» **Task goal**:
With the pictures excluded, repeat every entry exactly.

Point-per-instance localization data

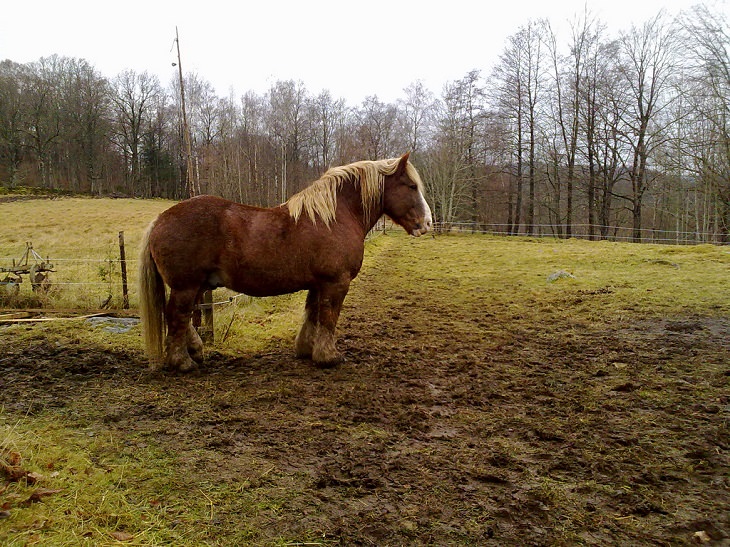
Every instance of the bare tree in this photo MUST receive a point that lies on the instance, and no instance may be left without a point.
(134, 96)
(417, 112)
(708, 145)
(647, 64)
(12, 118)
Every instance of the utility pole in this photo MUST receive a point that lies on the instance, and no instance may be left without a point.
(193, 189)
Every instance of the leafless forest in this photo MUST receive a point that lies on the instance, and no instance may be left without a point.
(575, 134)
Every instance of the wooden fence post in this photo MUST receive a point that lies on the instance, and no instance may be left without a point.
(123, 261)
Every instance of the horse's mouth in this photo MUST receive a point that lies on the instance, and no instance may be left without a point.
(421, 228)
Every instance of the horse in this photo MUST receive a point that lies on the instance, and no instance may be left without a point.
(314, 242)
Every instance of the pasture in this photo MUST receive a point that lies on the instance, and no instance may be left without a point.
(479, 403)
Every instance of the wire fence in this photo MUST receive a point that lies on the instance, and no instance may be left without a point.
(93, 283)
(588, 231)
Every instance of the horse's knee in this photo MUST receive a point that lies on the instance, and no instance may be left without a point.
(324, 350)
(194, 344)
(304, 342)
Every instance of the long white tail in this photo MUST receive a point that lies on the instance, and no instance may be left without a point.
(151, 302)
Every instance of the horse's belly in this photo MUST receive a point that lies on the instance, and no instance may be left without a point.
(267, 283)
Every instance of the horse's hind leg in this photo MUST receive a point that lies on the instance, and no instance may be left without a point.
(195, 344)
(304, 342)
(179, 311)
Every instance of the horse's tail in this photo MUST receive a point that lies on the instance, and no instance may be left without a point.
(151, 301)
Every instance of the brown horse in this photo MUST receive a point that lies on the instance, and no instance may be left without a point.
(314, 241)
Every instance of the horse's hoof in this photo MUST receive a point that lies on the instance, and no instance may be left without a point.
(329, 363)
(188, 366)
(197, 355)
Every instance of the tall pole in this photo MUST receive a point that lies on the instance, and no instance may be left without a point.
(186, 130)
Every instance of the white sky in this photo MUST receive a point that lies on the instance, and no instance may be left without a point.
(354, 49)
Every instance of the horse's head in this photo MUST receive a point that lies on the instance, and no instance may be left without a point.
(403, 199)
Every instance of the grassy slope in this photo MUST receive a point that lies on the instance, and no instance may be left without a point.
(108, 487)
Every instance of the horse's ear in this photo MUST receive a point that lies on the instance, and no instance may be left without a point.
(402, 164)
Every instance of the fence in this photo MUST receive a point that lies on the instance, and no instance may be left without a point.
(110, 283)
(584, 231)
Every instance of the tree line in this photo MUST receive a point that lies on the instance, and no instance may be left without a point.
(576, 135)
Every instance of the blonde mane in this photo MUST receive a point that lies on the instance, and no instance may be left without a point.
(320, 198)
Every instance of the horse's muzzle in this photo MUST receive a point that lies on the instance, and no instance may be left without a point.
(422, 227)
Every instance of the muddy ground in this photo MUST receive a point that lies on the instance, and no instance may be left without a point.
(432, 432)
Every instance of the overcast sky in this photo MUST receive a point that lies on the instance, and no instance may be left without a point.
(353, 49)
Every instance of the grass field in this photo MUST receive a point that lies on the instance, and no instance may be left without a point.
(481, 403)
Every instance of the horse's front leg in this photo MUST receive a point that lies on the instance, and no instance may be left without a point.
(324, 350)
(178, 312)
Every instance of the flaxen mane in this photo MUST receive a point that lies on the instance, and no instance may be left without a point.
(320, 198)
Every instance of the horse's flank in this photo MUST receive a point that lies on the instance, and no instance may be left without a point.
(320, 198)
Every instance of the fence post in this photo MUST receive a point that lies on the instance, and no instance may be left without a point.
(123, 262)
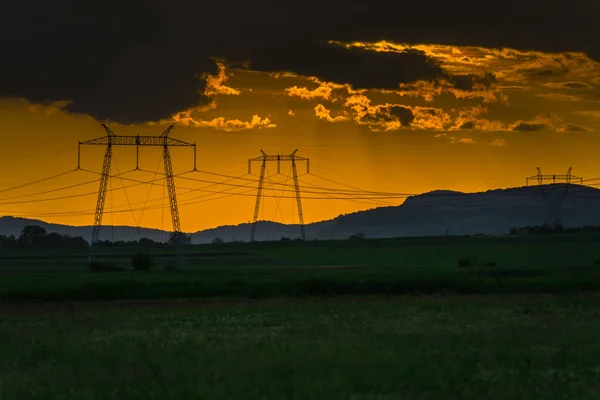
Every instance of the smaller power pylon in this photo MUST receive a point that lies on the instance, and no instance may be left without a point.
(278, 158)
(110, 140)
(553, 178)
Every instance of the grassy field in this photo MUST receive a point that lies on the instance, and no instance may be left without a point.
(469, 347)
(365, 319)
(512, 264)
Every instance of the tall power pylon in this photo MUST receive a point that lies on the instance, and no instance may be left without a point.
(278, 158)
(111, 140)
(554, 199)
(553, 178)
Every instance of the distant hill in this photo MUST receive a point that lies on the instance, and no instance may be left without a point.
(430, 214)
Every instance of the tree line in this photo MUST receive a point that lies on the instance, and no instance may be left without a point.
(34, 236)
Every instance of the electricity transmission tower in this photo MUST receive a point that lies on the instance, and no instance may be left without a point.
(541, 178)
(555, 202)
(278, 158)
(138, 141)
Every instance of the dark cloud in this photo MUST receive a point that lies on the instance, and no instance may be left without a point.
(133, 61)
(404, 114)
(359, 68)
(467, 125)
(575, 128)
(468, 82)
(528, 127)
(569, 85)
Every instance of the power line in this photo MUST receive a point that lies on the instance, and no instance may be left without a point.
(38, 181)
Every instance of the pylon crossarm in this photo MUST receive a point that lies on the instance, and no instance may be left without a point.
(137, 141)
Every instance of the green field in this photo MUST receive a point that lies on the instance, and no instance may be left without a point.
(364, 319)
(511, 264)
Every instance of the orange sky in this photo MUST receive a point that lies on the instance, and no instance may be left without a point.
(526, 118)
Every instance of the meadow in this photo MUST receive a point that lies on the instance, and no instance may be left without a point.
(559, 263)
(506, 317)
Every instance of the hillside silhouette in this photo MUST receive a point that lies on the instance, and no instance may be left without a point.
(436, 213)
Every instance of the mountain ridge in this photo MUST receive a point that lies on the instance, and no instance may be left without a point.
(439, 212)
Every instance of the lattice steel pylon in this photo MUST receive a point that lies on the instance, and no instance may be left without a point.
(553, 178)
(278, 158)
(111, 140)
(553, 198)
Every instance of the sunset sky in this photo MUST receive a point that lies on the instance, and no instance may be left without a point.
(407, 99)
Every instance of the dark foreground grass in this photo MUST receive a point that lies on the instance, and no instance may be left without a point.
(363, 348)
(511, 264)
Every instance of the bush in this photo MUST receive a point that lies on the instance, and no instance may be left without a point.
(141, 261)
(465, 262)
(105, 267)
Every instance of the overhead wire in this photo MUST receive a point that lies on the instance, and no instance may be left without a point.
(37, 181)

» **Written answer**:
Every instance of the bare tree in this photo MUST receive a point that lies on the instance, and no instance may be left without a point.
(134, 96)
(417, 112)
(708, 145)
(647, 64)
(12, 118)
Every instance of the utility pole in this photo MUST receive a point that lies on the instance, and no instance may be left without a point.
(193, 189)
Every instance of the leafless forest in this photo MUST receive a point that lies on the instance, and no instance may be left without a point.
(575, 134)
Every instance of the wooden fence post in this photo MUST receive a point that lies on the instance, and no instance may be left without a point.
(123, 261)
Every instance of the horse's mouth in this photo MUST receive a point that lies on the instance, and no instance may be left without a point.
(421, 228)
Every instance of the horse in this photo MUST receive a point that lies on the instance, and no instance may be left without a point.
(314, 242)
Every instance of the pasture in this photo MUST receive a point that lies on the instance, and no instance may be left without a point.
(479, 403)
Every instance of the wire fence in this photo MUST receive a point that lies on the instance, and no instance may be left without a point.
(93, 283)
(588, 231)
Every instance of the horse's knee in this photo MUST receive a point that lies on the instance, and no instance may be left without a point.
(324, 350)
(194, 344)
(304, 342)
Every instance of the long white tail in this photo MUST receive a point that lies on the instance, and no instance may be left without a point.
(151, 302)
Every instance of the horse's belly in this photo MUST receive a point that lies on the instance, and no instance may be left without a point.
(267, 283)
Every instance of the horse's hind leg in this photo MUST receive a point that lies on the instance, and no instance may be left without a point.
(195, 344)
(304, 342)
(179, 311)
Every instance of the horse's tail in this photo MUST receive a point that lies on the instance, and no instance may be left without a point.
(151, 301)
Every instance of the brown horse in this photo MUST receive a point that lies on the instance, and no instance may be left without a point.
(314, 241)
Every instance of the horse's hoof in this photo MUST receive a point that lies on the instance, and no instance may be left without a point.
(329, 363)
(188, 366)
(197, 355)
Every instance of the tall pole in this photo MUST receive a point that lies on the instance, and no instance may be left without a point.
(186, 130)
Every instance of the white sky in this photo MUST receive a point that lies on the instance, and no instance may be left without a point.
(354, 49)
Every instance of the horse's head in this photo MUST receive a point that lies on the instance, and no instance may be left without a point.
(403, 199)
Every instance of the grassy slope in this photo MUST receive a point that lies on the instance, and no instance may be left without a point.
(108, 487)
Every instance of the horse's ear in this photo MUST receive a point that lies on the instance, and no instance may be left without a point.
(402, 164)
Every instance of the fence in this photo MUST receive a point that lies on the instance, and no instance may be left without a point.
(110, 283)
(584, 231)
Every instance of the tree line in this photo MUST receive a point that lies on the instance, and no instance may be left without a point.
(576, 135)
Every instance of the blonde mane in this photo MUST receive a point that lies on the instance, and no instance may be left without a point.
(320, 198)
Every instance of the horse's muzzle in this photo MUST receive a point that lies on the instance, and no instance may be left without a point.
(422, 227)
Every instance of the muddy ground in this photo MUST receive a point that lies on the instance, and no instance may be left without a point.
(432, 432)
Every instance of the overcast sky in this photo MUST receive a point that lies on the instance, and no instance may be left without a point.
(353, 49)
Every instance of the grass field in this photo MUST receive a point that lies on the instance, and no instance may be left without a point.
(481, 403)
Every instance of the horse's front leg in this photo MUST receive a point that lies on the instance, and no instance may be left without a point.
(324, 350)
(178, 312)
Every instance of the flaxen mane in this photo MUST receive a point that lies on the instance, and no instance may be left without a point.
(320, 198)
Every instance of the horse's flank in this photo MUST receive a point that lies on the instance, and no instance may be left without a point.
(320, 198)
Every instance of the fence post in this photo MUST receive a point that lies on the instance, and no instance may be left without a point.
(123, 262)
Every instance of the smaller power pylon in this photo MUST receive a point that lies on the instance, and no instance may be left without a point.
(278, 158)
(110, 140)
(553, 178)
Every instance of the grassy field in this photo MUST receive a point that lies on the instance, and no instance may be left without a point.
(469, 347)
(365, 319)
(512, 264)
Every instance of the tall power pylon in this photo MUST receive a point that lies on the instance, and no instance may be left without a point.
(278, 158)
(111, 140)
(554, 199)
(553, 178)
Every instance of the distant hill in this photo MUST receive a point that lies on the instance, and no instance may be left without a point.
(430, 214)
Every instance of the tree line in this photo MUST receive a point that lies on the instance, and no instance may be left without a point.
(34, 236)
Every instance of the electricity transmission tower in this photo MUST receive a point that lies on the instance, and no instance may be left without a point.
(541, 178)
(555, 202)
(278, 158)
(138, 141)
Every instance of the dark cloud in this photo MUST receive a point that lies on the instance, and no instance may be left without a point.
(133, 61)
(404, 114)
(359, 68)
(467, 125)
(575, 128)
(468, 82)
(528, 127)
(569, 85)
Every instance of the power line in this photo MUST receive a point that lies on the instance, and no instance may be left without a point.
(38, 181)
Every instance of the pylon crossarm in this photo MUST receive a point that lies on the instance, and no instance may be left without a point.
(137, 141)
Every instance of the green field in this photo MUST receive a point that lies on the instance, and no instance may be left without a point.
(364, 319)
(511, 264)
Every instance of the orange sky in this photo MUST receive a point that lies on the instance, and no instance may be left without a point.
(526, 118)
Every instance of the meadow in this photo MUST receive a point that lies on the instance, and no instance may be left without a point.
(559, 263)
(506, 317)
Every instance of the hillside silhouette in this photo MUST receive a point that lies on the instance, and no instance may be left without a point.
(436, 213)
Every instance of the mountain ridge in this photo MUST receive a point that lies on the instance, and no instance may be left without a point.
(439, 212)
Every instance of the lattice steel pylon in this photo MUST receive a point that lies on the instance, and no instance may be left without a point.
(553, 178)
(278, 158)
(111, 140)
(553, 198)
Every instance of the sunset sky in this photo MUST receive a point that lies on the instance, and no instance may be left without a point.
(407, 99)
Every instance of the dark foreground grass in this photo MUST receive a point that lies on the instance, and no instance may be left without a point.
(363, 348)
(511, 264)
Every instance of the bush in this photo MUST receive a point that lies on the instance, and no instance may be left without a point.
(141, 261)
(465, 262)
(105, 267)
Every instance of the overhead wire in this photo MUST receive a point that lies on the instance, and no instance may be left without a point.
(37, 181)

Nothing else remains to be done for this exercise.